Document text:

--------------------

The things that the US is so known for can’t even be done. All business that revolves around those activities and linked to activities plus the activities secondarily and tertiarily linked will equally suffer. It’s a huge supply chain, with emphasis on the word ‘chain’. When one link breaks, the entire chain fails.

Unless we can figure out a way to kick our society back into gear, fix the chain and keep it going, we’re at the cusp of situation that is bad… very, very bad. So bad that it’s practically impossible to understand or predict just how bad it can really get. Though, we can most certainly guess.

Lawlessness

When there is a large contingent of the working force that becomes not only unemployed, but hungry and homeless, where do we go from here? As the saying goes, “Desperate times call for desperate measures.” What that means is that many people will get desperate to feed, clothe, house and protect their families… and many will attempt to take matters into their own hands to make that a reality, using necessary force if needed. This means I’d expect gun violence and looting to drastically increase.

This lawlessness will drive the government into declaring martial law. Right now, we’re at the cusp. We are teetering on the precipice. But, it won’t take much for that edge to collapse and then society falls in. In fact, we’re currently on the verge of collapse.

Government, Survival, Society and Hard Choices

I urge the governmental leaders to reconsider these lockdowns. Instead, we need to find alternative workable solutions that allow businesses to resume normal operation while attempting to keep them safe from COVID-19.

If we can’t resume a semblance of normal societal operation, we will likely end up in bloodshed. We might even have anarchy on our hands. We could even have more deaths due to unemployment and a deep depression than from COVID-19.

Governments must weigh these risks carefully. COVID-19 is a known quantity. It will kill a number of people just because of what it is. But, attempting to protect every person from it may end up collapsing society as we know it. This collapse could very easily bring about unnecessary violence as people attempt to survive. A societal collapse could even bring about more death, violence and destruction than even COVID-19 and the Flu combined.

--------------------

Annotated photo localization data

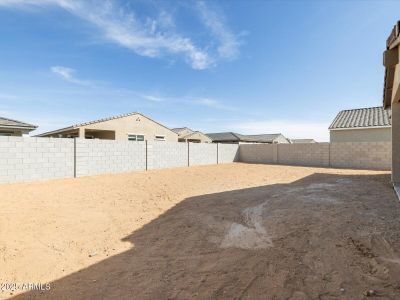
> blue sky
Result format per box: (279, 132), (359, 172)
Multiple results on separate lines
(0, 0), (400, 141)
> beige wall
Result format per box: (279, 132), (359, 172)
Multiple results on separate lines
(274, 135), (289, 144)
(330, 127), (392, 143)
(79, 114), (178, 142)
(185, 132), (212, 143)
(179, 128), (193, 137)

--------------------

What to work on:
(a) In the passage on COVID-19 lockdowns, what does the writer expect to drastically increase?
(b) Reproduce the passage on COVID-19 lockdowns word for word, from "If we can’t" up to and including "than from COVID-19.".
These rows were drawn from a different source than the passage.

List of answers:
(a) Gun violence and looting.

(b)
If we can’t resume a semblance of normal societal operation, we will likely end up in bloodshed. We might even have anarchy on our hands. We could even have more deaths due to unemployment and a deep depression than from COVID-19.